- _What you are asked to do_:
Return each record shown beneath, word for word.

Records drawn from a dataset:
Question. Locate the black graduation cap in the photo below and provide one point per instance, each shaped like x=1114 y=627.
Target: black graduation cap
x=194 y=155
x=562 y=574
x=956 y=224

- _Answer to the problem_:
Question. Locate the black graduation cap in the photo below and provide one point per instance, each shaped like x=1114 y=627.
Target: black graduation cap
x=194 y=155
x=562 y=574
x=956 y=224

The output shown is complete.